## Begin

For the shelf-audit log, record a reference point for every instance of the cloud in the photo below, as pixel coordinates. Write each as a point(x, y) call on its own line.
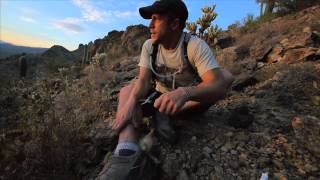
point(28, 19)
point(71, 25)
point(28, 15)
point(123, 14)
point(89, 12)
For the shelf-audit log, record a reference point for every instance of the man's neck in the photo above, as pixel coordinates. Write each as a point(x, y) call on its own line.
point(171, 41)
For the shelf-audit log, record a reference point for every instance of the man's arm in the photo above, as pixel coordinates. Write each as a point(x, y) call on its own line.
point(131, 111)
point(213, 87)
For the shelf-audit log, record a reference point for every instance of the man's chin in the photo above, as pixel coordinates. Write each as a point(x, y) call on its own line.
point(154, 39)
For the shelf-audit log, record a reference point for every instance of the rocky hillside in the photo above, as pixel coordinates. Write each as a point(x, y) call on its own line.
point(269, 123)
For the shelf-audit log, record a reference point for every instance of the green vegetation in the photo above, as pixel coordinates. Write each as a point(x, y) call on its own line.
point(207, 31)
point(48, 126)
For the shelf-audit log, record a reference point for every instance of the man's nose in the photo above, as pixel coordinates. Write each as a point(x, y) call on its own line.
point(151, 24)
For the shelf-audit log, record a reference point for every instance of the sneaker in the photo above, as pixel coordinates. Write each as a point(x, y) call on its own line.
point(133, 167)
point(163, 128)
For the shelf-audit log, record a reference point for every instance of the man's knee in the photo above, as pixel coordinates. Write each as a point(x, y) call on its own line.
point(126, 89)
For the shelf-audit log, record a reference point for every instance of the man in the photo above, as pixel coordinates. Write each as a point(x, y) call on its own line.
point(175, 70)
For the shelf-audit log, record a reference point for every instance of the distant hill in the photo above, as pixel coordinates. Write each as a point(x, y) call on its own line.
point(8, 49)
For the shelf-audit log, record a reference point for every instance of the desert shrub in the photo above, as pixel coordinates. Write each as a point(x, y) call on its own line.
point(251, 23)
point(54, 119)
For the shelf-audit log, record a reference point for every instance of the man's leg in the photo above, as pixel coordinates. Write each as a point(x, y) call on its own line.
point(128, 137)
point(127, 156)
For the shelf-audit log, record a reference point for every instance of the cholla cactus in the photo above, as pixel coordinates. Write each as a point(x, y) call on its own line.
point(213, 32)
point(192, 27)
point(98, 59)
point(207, 18)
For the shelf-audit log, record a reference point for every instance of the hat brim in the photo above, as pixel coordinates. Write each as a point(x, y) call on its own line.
point(146, 12)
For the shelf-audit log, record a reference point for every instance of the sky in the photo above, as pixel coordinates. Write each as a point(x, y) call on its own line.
point(44, 23)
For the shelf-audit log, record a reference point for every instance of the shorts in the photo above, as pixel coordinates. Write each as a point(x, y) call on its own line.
point(149, 110)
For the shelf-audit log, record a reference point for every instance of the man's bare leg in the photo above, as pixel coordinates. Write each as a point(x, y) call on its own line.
point(128, 133)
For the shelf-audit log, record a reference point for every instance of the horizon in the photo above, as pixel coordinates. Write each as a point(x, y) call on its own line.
point(69, 23)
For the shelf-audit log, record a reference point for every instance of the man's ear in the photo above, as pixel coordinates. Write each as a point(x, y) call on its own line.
point(175, 24)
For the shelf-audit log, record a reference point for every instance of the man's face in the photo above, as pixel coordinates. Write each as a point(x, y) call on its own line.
point(159, 27)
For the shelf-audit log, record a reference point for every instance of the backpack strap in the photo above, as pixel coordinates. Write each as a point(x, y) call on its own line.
point(155, 47)
point(186, 59)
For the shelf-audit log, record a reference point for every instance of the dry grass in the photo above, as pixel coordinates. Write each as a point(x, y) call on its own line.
point(50, 137)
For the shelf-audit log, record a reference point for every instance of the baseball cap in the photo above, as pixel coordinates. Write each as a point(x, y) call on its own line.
point(177, 7)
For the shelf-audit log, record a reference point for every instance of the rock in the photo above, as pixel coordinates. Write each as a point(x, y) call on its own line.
point(243, 159)
point(233, 152)
point(240, 117)
point(229, 134)
point(280, 176)
point(307, 29)
point(275, 55)
point(227, 57)
point(227, 147)
point(183, 175)
point(260, 65)
point(284, 42)
point(300, 54)
point(278, 163)
point(194, 139)
point(207, 150)
point(242, 81)
point(242, 136)
point(234, 164)
point(307, 132)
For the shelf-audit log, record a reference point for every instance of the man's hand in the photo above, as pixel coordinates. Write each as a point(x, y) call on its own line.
point(130, 112)
point(171, 102)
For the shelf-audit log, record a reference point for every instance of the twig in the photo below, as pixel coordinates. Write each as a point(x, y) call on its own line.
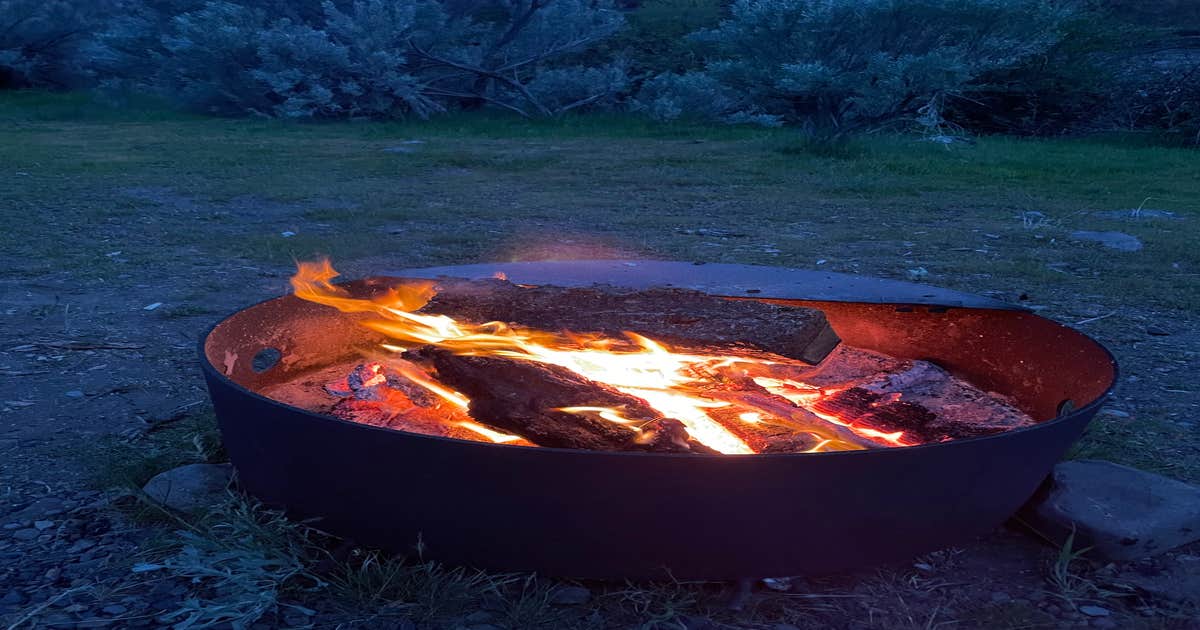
point(175, 414)
point(1090, 319)
point(45, 605)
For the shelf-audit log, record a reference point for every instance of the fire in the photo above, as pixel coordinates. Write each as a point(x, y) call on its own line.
point(672, 383)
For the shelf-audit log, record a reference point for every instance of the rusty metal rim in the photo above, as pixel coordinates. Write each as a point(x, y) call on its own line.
point(1087, 409)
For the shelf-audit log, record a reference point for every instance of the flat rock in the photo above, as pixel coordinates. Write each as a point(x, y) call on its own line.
point(191, 487)
point(1123, 514)
point(36, 510)
point(1114, 240)
point(1176, 580)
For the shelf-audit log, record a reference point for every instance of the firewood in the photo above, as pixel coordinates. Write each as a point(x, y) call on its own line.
point(864, 408)
point(529, 400)
point(683, 319)
point(779, 412)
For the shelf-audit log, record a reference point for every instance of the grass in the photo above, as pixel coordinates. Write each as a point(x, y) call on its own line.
point(103, 195)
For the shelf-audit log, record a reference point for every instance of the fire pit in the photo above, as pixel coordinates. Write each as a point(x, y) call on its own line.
point(843, 491)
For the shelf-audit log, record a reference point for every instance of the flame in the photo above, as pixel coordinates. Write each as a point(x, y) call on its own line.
point(670, 382)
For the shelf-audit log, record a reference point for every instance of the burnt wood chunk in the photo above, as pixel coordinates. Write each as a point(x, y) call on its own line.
point(528, 399)
point(864, 408)
point(684, 319)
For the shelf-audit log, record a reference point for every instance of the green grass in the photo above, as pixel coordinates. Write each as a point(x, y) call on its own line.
point(83, 180)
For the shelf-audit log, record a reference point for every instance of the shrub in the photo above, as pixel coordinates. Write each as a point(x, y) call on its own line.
point(696, 95)
point(369, 58)
point(841, 65)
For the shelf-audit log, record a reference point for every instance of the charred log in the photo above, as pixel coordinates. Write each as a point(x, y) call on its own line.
point(687, 319)
point(864, 408)
point(531, 400)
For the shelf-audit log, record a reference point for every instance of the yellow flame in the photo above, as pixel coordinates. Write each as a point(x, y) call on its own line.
point(639, 366)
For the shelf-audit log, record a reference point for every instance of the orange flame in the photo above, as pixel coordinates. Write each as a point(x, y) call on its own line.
point(672, 383)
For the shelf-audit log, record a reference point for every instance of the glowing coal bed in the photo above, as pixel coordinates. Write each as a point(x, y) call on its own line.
point(447, 376)
point(864, 421)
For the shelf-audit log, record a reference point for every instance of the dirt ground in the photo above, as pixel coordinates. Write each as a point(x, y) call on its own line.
point(106, 220)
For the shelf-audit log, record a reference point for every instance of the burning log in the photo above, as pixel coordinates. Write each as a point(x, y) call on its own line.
point(886, 413)
point(687, 319)
point(543, 403)
point(791, 423)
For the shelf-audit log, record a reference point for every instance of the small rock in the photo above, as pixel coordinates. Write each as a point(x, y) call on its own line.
point(781, 585)
point(1176, 579)
point(191, 487)
point(59, 619)
point(1137, 213)
point(25, 534)
point(570, 595)
point(1123, 514)
point(1114, 240)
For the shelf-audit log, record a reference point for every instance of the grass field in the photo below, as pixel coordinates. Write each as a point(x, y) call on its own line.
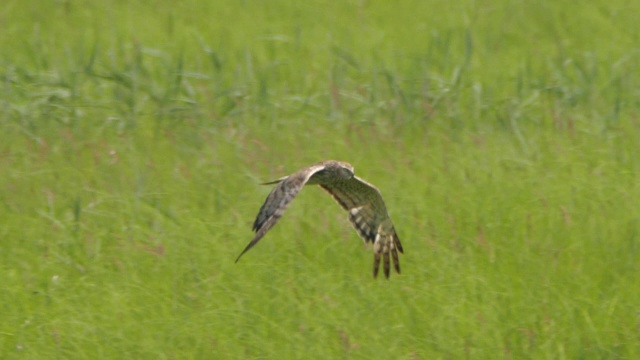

## End

What you are asked to do >> Copy the material from the line with "of the rusty" up to and including the line with "point(1087, 409)", swapping "rusty metal rim" for "iron rim" and changing nothing else.

Written answer >>
For the shelf-audit log, record a reference point for every instance of the iron rim in the photo above, as pixel coordinates. Write each as a point(x, y) call on its own line.
point(1087, 409)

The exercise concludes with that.